Élu dans la circonscription de Hants, Tonge fut proposé comme président quand l’Assemblée se réunit, en février 1800. Il fut battu par le titulaire sortant, Richard John Uniacke père, mais son influence prévalut d’une session à l’autre. La question de savoir qui aurait le pouvoir sur les finances préoccupa grandement la huitième législature. Tant l’exécutif que la chambre cherchaient à avoir la haute main sur l’affectation des crédits et sur la nomination des commissaires de la voirie. Pour Wentworth, avoir cette autorité était l’occasion d’étendre son influence sur toute la province. Pour les députés, c’était aussi une question de survie politique, puisque cela leur permettrait de récompenser leurs amis avec de l’argent sonnant. En 1804, le conflit atteignit son paroxysme : Wentworth prit l’initiative sans précédent de déterminer les crédits de voirie et de proposer des commissaires qui relèveraient exclusivement de son autorité. Convaincue de son droit de gérer les fonds de voirie, l’Assemblée passa outre au budget de Wentworth et fixa ses propres crédits, qui furent à leur tour rejetés par le conseil. Wentworth prorogea alors la session sans que des crédits aient été adoptés.

Lignes de données>
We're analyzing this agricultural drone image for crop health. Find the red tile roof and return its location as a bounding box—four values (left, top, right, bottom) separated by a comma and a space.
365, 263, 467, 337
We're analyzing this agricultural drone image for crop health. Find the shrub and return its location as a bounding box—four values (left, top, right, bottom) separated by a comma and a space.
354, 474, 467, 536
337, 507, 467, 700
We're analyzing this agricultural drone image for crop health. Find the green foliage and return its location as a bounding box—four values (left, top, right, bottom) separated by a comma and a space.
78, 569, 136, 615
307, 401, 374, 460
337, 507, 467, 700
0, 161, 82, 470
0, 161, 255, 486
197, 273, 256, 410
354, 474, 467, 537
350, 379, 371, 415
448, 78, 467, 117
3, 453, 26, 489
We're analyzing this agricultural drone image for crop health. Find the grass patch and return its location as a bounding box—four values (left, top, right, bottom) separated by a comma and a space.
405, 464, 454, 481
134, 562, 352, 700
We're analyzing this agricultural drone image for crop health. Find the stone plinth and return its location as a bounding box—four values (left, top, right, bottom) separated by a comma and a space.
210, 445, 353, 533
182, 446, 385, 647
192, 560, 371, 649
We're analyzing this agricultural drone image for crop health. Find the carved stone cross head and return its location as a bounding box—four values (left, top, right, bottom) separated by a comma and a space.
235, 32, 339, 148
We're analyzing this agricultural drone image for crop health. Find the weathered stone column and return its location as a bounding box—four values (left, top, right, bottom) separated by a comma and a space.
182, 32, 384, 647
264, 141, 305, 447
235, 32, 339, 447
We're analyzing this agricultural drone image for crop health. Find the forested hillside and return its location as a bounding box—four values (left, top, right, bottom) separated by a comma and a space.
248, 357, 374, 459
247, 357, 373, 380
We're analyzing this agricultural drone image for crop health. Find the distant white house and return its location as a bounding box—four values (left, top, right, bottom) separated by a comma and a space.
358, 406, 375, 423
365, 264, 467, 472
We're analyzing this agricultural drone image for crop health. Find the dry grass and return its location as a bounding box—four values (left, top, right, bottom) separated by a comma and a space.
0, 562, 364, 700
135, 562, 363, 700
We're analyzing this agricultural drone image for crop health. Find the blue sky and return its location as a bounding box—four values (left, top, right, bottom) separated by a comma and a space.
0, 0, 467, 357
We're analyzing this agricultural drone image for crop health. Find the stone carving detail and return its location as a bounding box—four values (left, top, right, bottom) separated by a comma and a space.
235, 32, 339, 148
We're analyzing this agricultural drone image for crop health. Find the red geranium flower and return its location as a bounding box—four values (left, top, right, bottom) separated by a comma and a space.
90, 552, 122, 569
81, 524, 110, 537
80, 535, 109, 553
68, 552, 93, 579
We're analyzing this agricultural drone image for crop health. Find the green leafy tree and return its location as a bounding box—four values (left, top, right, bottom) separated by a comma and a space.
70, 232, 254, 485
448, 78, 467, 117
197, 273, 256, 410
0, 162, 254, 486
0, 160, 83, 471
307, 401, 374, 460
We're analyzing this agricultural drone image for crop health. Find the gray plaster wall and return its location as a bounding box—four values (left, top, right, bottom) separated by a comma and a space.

Consigne>
D'après l'extrait sur Tonge et l'Assemblée, répondez brièvement :
(a) Par qui Tonge fut-il battu lors de l'élection à la présidence en février 1800 ?
(b) En quelle année le conflit sur les crédits de voirie atteignit-il son paroxysme ?
(c) Quel organe rejeta les crédits fixés par l'Assemblée ?

Résultat final>
(a) Richard John Uniacke père, le titulaire sortant.
(b) En 1804.
(c) Le conseil.